__WHAT TO DO__.
Retype the Devil May Cry 5 review word for word, from its title through its last sentence.

* START EXCERPTED TEXT *

Review: Devil May Cry 5

Devil May Cry 5 is 99 percent about doing things that are totally sweet and looking totally sweet while doing them. There’s no thematic depth waiting beneath its bombastic, blood-drenched glamour and its vulcanizing, improvisational violence choreography. But when Hideaki Itsuno’s unlikely sequel drew me into a meditative flow of stabbing angry skeletons with a sword the height and width of a Bob’s Big Boy statue, I still found myself carried back to electric moments and powerful memories.

Playing Devil May Cry 5, I vividly remembered the moment I got rock and roll. Sitting beside a Marriott hotel pool so chlorinated it should have bleached every splashing kid’s hair as white as DMC hero Dante’s, 9-year-old me listened to Alice Cooper’s album Hey Stoopid for the first time. Unconcerned with the cred loss of enjoying Cooper, drunk on birthday cake and friendship, I broke through the rock veil: This is so stupid. The posturing, bigness, lyrics, and cheese; all of it. Yet rock and roll is awesome, cathartic and profound. My brain was restructured by the zen koan that is rock music, reconciling the irreconcilable conflict between something being groundbreakingly dumb yet rad as hell. Devil May Cry 5 penetrated those old sulci with its luscious combination of action, suppurating art, and brute melodrama. Devil May Cry 5 is stupid and awesome. Devil May Cry 5 is rock and roll.

* END EXCERPTED TEXT *
* START GIVEN RECORDS *

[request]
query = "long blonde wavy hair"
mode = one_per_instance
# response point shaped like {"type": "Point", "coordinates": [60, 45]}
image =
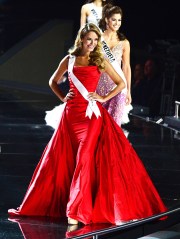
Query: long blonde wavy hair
{"type": "Point", "coordinates": [96, 56]}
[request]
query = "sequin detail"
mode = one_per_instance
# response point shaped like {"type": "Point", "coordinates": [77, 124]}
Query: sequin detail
{"type": "Point", "coordinates": [115, 106]}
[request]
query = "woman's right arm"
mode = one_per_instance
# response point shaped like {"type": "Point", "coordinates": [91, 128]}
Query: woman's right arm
{"type": "Point", "coordinates": [57, 76]}
{"type": "Point", "coordinates": [83, 15]}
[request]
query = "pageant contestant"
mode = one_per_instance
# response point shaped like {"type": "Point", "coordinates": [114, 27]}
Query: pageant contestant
{"type": "Point", "coordinates": [89, 171]}
{"type": "Point", "coordinates": [117, 49]}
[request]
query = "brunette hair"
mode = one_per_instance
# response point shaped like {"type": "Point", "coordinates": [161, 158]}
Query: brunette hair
{"type": "Point", "coordinates": [103, 2]}
{"type": "Point", "coordinates": [96, 56]}
{"type": "Point", "coordinates": [108, 11]}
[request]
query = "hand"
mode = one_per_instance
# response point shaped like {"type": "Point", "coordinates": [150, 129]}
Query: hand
{"type": "Point", "coordinates": [70, 95]}
{"type": "Point", "coordinates": [128, 98]}
{"type": "Point", "coordinates": [95, 96]}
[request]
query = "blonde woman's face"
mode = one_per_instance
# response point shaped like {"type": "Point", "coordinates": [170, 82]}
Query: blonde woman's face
{"type": "Point", "coordinates": [90, 41]}
{"type": "Point", "coordinates": [114, 22]}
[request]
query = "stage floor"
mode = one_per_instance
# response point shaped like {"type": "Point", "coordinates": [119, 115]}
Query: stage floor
{"type": "Point", "coordinates": [23, 136]}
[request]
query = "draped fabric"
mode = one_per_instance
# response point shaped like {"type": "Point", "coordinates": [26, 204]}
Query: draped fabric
{"type": "Point", "coordinates": [89, 170]}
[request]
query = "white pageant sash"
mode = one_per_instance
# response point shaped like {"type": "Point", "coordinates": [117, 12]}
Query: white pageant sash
{"type": "Point", "coordinates": [92, 106]}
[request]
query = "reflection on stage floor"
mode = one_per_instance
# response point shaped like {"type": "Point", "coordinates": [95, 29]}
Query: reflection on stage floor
{"type": "Point", "coordinates": [23, 136]}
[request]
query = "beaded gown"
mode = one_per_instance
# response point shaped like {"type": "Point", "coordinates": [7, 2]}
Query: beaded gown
{"type": "Point", "coordinates": [116, 106]}
{"type": "Point", "coordinates": [89, 171]}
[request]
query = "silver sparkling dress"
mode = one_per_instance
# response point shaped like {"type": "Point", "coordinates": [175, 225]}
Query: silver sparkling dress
{"type": "Point", "coordinates": [116, 105]}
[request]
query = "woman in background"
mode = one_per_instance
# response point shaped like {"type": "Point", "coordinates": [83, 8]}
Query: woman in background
{"type": "Point", "coordinates": [91, 11]}
{"type": "Point", "coordinates": [116, 44]}
{"type": "Point", "coordinates": [89, 171]}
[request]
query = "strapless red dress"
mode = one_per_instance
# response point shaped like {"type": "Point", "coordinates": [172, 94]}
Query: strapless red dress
{"type": "Point", "coordinates": [89, 171]}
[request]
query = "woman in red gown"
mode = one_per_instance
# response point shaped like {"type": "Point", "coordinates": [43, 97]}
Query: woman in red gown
{"type": "Point", "coordinates": [89, 171]}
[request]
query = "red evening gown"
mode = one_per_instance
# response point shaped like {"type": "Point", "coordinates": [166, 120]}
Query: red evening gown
{"type": "Point", "coordinates": [89, 171]}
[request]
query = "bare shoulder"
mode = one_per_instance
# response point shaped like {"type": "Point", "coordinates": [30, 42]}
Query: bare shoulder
{"type": "Point", "coordinates": [126, 43]}
{"type": "Point", "coordinates": [85, 7]}
{"type": "Point", "coordinates": [64, 61]}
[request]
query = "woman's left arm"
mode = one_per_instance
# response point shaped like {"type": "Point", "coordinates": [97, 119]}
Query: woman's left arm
{"type": "Point", "coordinates": [126, 68]}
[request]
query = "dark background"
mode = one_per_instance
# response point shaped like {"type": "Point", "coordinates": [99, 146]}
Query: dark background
{"type": "Point", "coordinates": [143, 21]}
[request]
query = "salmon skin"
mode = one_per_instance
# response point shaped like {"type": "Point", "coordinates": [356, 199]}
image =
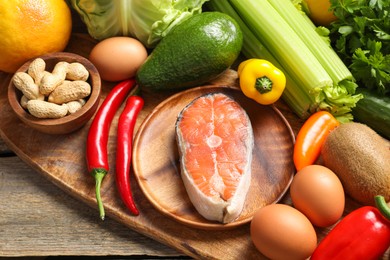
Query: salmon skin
{"type": "Point", "coordinates": [215, 140]}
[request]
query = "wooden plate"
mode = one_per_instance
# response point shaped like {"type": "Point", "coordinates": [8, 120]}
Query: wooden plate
{"type": "Point", "coordinates": [156, 159]}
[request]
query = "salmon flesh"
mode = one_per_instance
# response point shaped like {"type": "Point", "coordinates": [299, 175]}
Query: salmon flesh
{"type": "Point", "coordinates": [215, 140]}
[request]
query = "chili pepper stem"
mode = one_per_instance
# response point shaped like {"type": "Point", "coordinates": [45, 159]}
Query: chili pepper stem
{"type": "Point", "coordinates": [382, 206]}
{"type": "Point", "coordinates": [99, 175]}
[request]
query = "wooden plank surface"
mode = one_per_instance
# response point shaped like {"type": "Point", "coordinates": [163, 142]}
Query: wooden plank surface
{"type": "Point", "coordinates": [39, 219]}
{"type": "Point", "coordinates": [61, 160]}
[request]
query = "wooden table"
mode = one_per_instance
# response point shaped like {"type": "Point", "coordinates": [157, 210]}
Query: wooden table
{"type": "Point", "coordinates": [39, 219]}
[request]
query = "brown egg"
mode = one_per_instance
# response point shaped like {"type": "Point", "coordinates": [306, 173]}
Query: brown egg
{"type": "Point", "coordinates": [118, 58]}
{"type": "Point", "coordinates": [280, 231]}
{"type": "Point", "coordinates": [318, 193]}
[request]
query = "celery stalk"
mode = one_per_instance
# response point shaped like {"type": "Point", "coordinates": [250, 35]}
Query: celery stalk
{"type": "Point", "coordinates": [309, 86]}
{"type": "Point", "coordinates": [300, 102]}
{"type": "Point", "coordinates": [283, 42]}
{"type": "Point", "coordinates": [324, 53]}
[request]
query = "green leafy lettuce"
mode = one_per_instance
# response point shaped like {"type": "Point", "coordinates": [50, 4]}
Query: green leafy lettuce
{"type": "Point", "coordinates": [147, 20]}
{"type": "Point", "coordinates": [361, 37]}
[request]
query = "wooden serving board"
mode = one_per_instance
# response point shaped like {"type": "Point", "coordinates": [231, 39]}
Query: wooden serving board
{"type": "Point", "coordinates": [61, 159]}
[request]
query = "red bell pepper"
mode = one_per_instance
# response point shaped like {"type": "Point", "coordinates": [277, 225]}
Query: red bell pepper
{"type": "Point", "coordinates": [362, 234]}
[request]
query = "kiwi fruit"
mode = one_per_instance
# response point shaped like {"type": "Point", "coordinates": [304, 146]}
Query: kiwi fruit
{"type": "Point", "coordinates": [361, 159]}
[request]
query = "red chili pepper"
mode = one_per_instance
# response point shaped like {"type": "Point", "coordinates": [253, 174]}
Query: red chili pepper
{"type": "Point", "coordinates": [362, 234]}
{"type": "Point", "coordinates": [311, 137]}
{"type": "Point", "coordinates": [96, 150]}
{"type": "Point", "coordinates": [126, 126]}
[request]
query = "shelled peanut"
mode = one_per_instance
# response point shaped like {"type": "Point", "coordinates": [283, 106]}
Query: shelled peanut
{"type": "Point", "coordinates": [53, 94]}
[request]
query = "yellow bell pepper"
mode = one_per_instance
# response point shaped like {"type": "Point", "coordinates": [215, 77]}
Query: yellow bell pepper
{"type": "Point", "coordinates": [261, 81]}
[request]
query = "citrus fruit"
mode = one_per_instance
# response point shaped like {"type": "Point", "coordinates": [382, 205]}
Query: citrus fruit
{"type": "Point", "coordinates": [319, 12]}
{"type": "Point", "coordinates": [30, 28]}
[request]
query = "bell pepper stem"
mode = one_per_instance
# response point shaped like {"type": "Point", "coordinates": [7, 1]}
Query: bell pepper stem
{"type": "Point", "coordinates": [382, 206]}
{"type": "Point", "coordinates": [263, 85]}
{"type": "Point", "coordinates": [98, 175]}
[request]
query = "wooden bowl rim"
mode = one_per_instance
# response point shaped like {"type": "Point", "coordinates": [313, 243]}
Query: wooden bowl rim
{"type": "Point", "coordinates": [94, 80]}
{"type": "Point", "coordinates": [144, 181]}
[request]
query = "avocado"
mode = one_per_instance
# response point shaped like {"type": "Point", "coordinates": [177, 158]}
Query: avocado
{"type": "Point", "coordinates": [194, 52]}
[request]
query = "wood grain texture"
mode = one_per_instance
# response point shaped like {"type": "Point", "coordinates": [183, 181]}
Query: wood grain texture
{"type": "Point", "coordinates": [159, 173]}
{"type": "Point", "coordinates": [68, 123]}
{"type": "Point", "coordinates": [38, 219]}
{"type": "Point", "coordinates": [60, 159]}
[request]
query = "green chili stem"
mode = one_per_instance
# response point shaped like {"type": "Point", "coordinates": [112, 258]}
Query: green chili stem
{"type": "Point", "coordinates": [263, 85]}
{"type": "Point", "coordinates": [99, 174]}
{"type": "Point", "coordinates": [381, 204]}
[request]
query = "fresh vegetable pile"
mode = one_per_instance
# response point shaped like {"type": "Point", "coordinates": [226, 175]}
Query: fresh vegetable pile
{"type": "Point", "coordinates": [361, 37]}
{"type": "Point", "coordinates": [317, 76]}
{"type": "Point", "coordinates": [275, 30]}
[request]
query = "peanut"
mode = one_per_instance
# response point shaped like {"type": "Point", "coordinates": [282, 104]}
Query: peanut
{"type": "Point", "coordinates": [51, 80]}
{"type": "Point", "coordinates": [25, 83]}
{"type": "Point", "coordinates": [23, 101]}
{"type": "Point", "coordinates": [76, 105]}
{"type": "Point", "coordinates": [70, 91]}
{"type": "Point", "coordinates": [44, 109]}
{"type": "Point", "coordinates": [37, 69]}
{"type": "Point", "coordinates": [77, 71]}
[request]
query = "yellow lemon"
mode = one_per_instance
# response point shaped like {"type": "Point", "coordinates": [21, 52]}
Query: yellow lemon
{"type": "Point", "coordinates": [319, 12]}
{"type": "Point", "coordinates": [29, 28]}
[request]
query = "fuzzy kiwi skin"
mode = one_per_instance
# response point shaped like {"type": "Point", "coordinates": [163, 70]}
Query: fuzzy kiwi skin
{"type": "Point", "coordinates": [361, 159]}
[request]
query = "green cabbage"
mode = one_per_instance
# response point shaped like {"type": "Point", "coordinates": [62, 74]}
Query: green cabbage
{"type": "Point", "coordinates": [147, 20]}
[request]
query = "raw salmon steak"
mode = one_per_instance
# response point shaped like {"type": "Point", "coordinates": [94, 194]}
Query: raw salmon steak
{"type": "Point", "coordinates": [215, 141]}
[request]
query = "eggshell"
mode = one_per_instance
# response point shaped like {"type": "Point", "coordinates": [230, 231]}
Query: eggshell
{"type": "Point", "coordinates": [118, 58]}
{"type": "Point", "coordinates": [318, 193]}
{"type": "Point", "coordinates": [280, 231]}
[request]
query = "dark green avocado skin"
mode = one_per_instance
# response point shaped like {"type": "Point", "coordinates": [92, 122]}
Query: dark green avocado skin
{"type": "Point", "coordinates": [194, 52]}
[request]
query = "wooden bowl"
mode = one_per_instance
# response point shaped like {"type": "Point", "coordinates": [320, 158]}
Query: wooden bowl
{"type": "Point", "coordinates": [157, 167]}
{"type": "Point", "coordinates": [70, 122]}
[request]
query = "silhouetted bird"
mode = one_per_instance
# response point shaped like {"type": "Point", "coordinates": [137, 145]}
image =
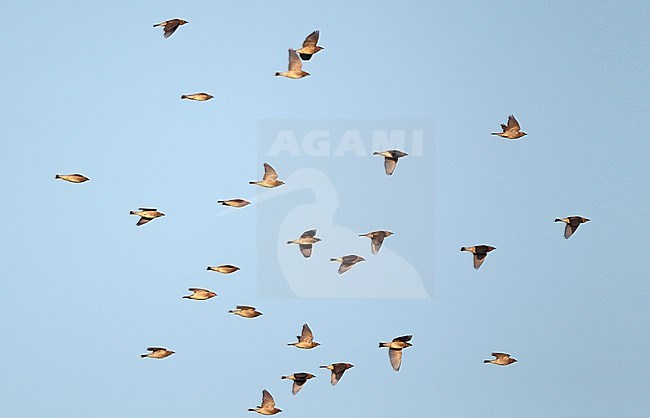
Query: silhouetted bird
{"type": "Point", "coordinates": [72, 178]}
{"type": "Point", "coordinates": [347, 262]}
{"type": "Point", "coordinates": [224, 269]}
{"type": "Point", "coordinates": [157, 352]}
{"type": "Point", "coordinates": [235, 203]}
{"type": "Point", "coordinates": [245, 311]}
{"type": "Point", "coordinates": [376, 239]}
{"type": "Point", "coordinates": [200, 294]}
{"type": "Point", "coordinates": [200, 97]}
{"type": "Point", "coordinates": [299, 379]}
{"type": "Point", "coordinates": [146, 215]}
{"type": "Point", "coordinates": [501, 359]}
{"type": "Point", "coordinates": [480, 252]}
{"type": "Point", "coordinates": [270, 179]}
{"type": "Point", "coordinates": [512, 130]}
{"type": "Point", "coordinates": [306, 339]}
{"type": "Point", "coordinates": [309, 46]}
{"type": "Point", "coordinates": [390, 159]}
{"type": "Point", "coordinates": [170, 26]}
{"type": "Point", "coordinates": [268, 405]}
{"type": "Point", "coordinates": [295, 67]}
{"type": "Point", "coordinates": [572, 224]}
{"type": "Point", "coordinates": [395, 350]}
{"type": "Point", "coordinates": [305, 242]}
{"type": "Point", "coordinates": [337, 371]}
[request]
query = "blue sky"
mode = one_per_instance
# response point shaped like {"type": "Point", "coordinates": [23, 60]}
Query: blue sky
{"type": "Point", "coordinates": [93, 88]}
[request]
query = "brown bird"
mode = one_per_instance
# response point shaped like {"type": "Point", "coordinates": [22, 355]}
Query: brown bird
{"type": "Point", "coordinates": [224, 269]}
{"type": "Point", "coordinates": [268, 405]}
{"type": "Point", "coordinates": [200, 97]}
{"type": "Point", "coordinates": [170, 26]}
{"type": "Point", "coordinates": [306, 339]}
{"type": "Point", "coordinates": [480, 252]}
{"type": "Point", "coordinates": [376, 239]}
{"type": "Point", "coordinates": [235, 203]}
{"type": "Point", "coordinates": [572, 224]}
{"type": "Point", "coordinates": [305, 242]}
{"type": "Point", "coordinates": [270, 179]}
{"type": "Point", "coordinates": [390, 159]}
{"type": "Point", "coordinates": [337, 371]}
{"type": "Point", "coordinates": [512, 130]}
{"type": "Point", "coordinates": [200, 294]}
{"type": "Point", "coordinates": [501, 359]}
{"type": "Point", "coordinates": [146, 215]}
{"type": "Point", "coordinates": [295, 67]}
{"type": "Point", "coordinates": [157, 352]}
{"type": "Point", "coordinates": [395, 350]}
{"type": "Point", "coordinates": [347, 262]}
{"type": "Point", "coordinates": [246, 311]}
{"type": "Point", "coordinates": [299, 379]}
{"type": "Point", "coordinates": [72, 178]}
{"type": "Point", "coordinates": [309, 46]}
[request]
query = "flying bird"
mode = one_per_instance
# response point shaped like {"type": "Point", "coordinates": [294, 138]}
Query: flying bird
{"type": "Point", "coordinates": [170, 26]}
{"type": "Point", "coordinates": [199, 294]}
{"type": "Point", "coordinates": [480, 252]}
{"type": "Point", "coordinates": [305, 242]}
{"type": "Point", "coordinates": [572, 224]}
{"type": "Point", "coordinates": [270, 179]}
{"type": "Point", "coordinates": [224, 269]}
{"type": "Point", "coordinates": [299, 379]}
{"type": "Point", "coordinates": [376, 239]}
{"type": "Point", "coordinates": [337, 371]}
{"type": "Point", "coordinates": [390, 159]}
{"type": "Point", "coordinates": [395, 348]}
{"type": "Point", "coordinates": [512, 130]}
{"type": "Point", "coordinates": [235, 203]}
{"type": "Point", "coordinates": [295, 67]}
{"type": "Point", "coordinates": [146, 215]}
{"type": "Point", "coordinates": [501, 359]}
{"type": "Point", "coordinates": [268, 405]}
{"type": "Point", "coordinates": [347, 262]}
{"type": "Point", "coordinates": [157, 352]}
{"type": "Point", "coordinates": [245, 311]}
{"type": "Point", "coordinates": [306, 339]}
{"type": "Point", "coordinates": [72, 178]}
{"type": "Point", "coordinates": [309, 46]}
{"type": "Point", "coordinates": [200, 97]}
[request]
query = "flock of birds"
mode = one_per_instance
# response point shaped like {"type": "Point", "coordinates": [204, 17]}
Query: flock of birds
{"type": "Point", "coordinates": [510, 131]}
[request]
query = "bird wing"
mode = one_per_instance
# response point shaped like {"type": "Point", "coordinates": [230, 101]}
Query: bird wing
{"type": "Point", "coordinates": [269, 173]}
{"type": "Point", "coordinates": [297, 385]}
{"type": "Point", "coordinates": [170, 28]}
{"type": "Point", "coordinates": [311, 39]}
{"type": "Point", "coordinates": [404, 338]}
{"type": "Point", "coordinates": [569, 230]}
{"type": "Point", "coordinates": [395, 356]}
{"type": "Point", "coordinates": [478, 260]}
{"type": "Point", "coordinates": [513, 125]}
{"type": "Point", "coordinates": [295, 64]}
{"type": "Point", "coordinates": [375, 243]}
{"type": "Point", "coordinates": [307, 335]}
{"type": "Point", "coordinates": [390, 164]}
{"type": "Point", "coordinates": [143, 221]}
{"type": "Point", "coordinates": [305, 249]}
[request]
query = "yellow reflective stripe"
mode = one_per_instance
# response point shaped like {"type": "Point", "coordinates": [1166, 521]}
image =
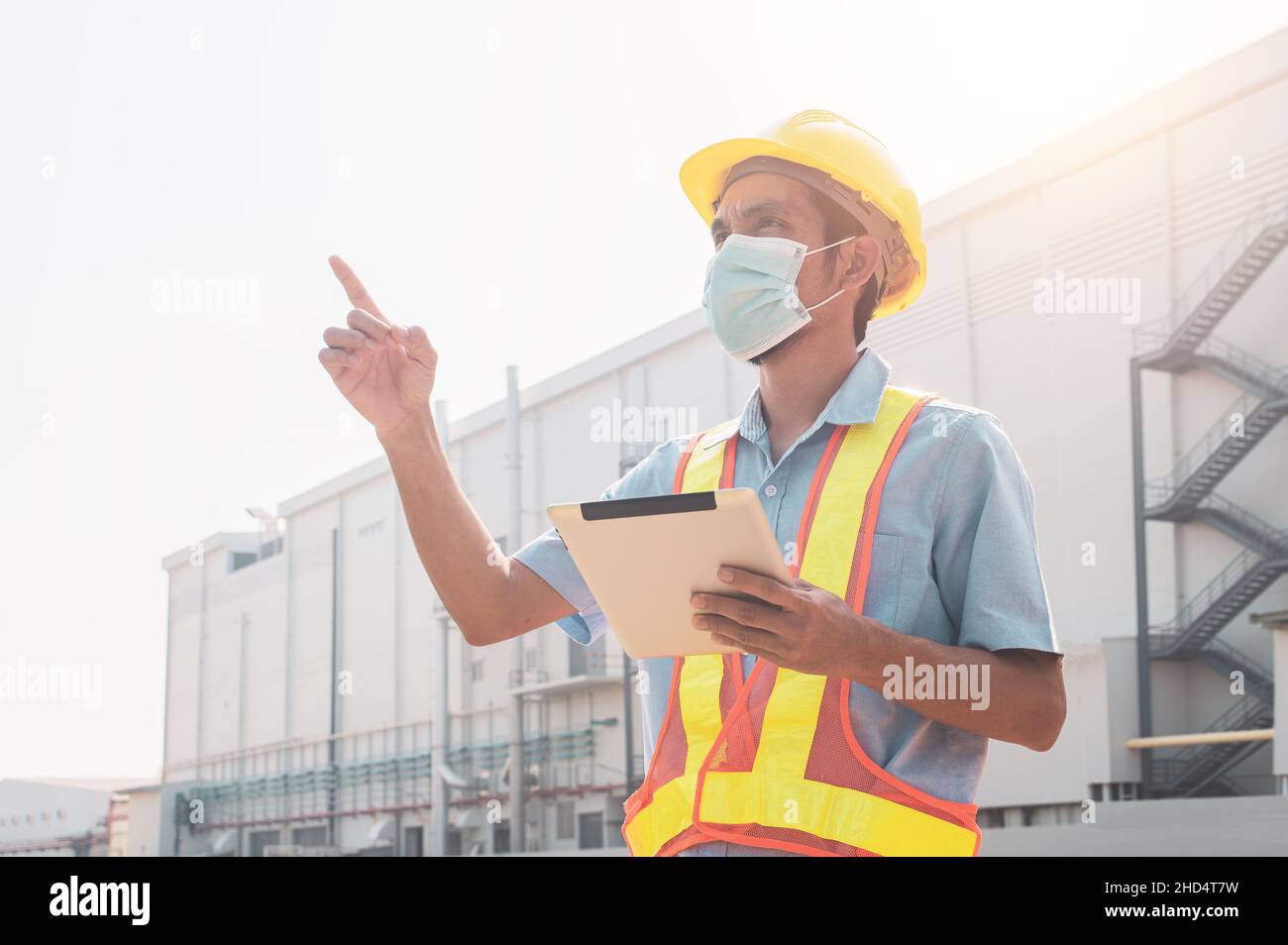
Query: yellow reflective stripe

* END GIVEN RECORDS *

__FULL OUTPUT__.
Review: Devil May Cry 5

Devil May Cry 5 is 99 percent about doing things that are totally sweet and looking totally sweet while doing them. There’s no thematic depth waiting beneath its bombastic, blood-drenched glamour and its vulcanizing, improvisational violence choreography. But when Hideaki Itsuno’s unlikely sequel drew me into a meditative flow of stabbing angry skeletons with a sword the height and width of a Bob’s Big Boy statue, I still found myself carried back to electric moments and powerful memories.

Playing Devil May Cry 5, I vividly remembered the moment I got rock and roll. Sitting beside a Marriott hotel pool so chlorinated it should have bleached every splashing kid’s hair as white as DMC hero Dante’s, 9-year-old me listened to Alice Cooper’s album Hey Stoopid for the first time. Unconcerned with the cred loss of enjoying Cooper, drunk on birthday cake and friendship, I broke through the rock veil: This is so stupid. The posturing, bigness, lyrics, and cheese; all of it. Yet rock and roll is awesome, cathartic and profound. My brain was restructured by the zen koan that is rock music, reconciling the irreconcilable conflict between something being groundbreakingly dumb yet rad as hell. Devil May Cry 5 penetrated those old sulci with its luscious combination of action, suppurating art, and brute melodrama. Devil May Cry 5 is stupid and awesome. Devil May Cry 5 is rock and roll.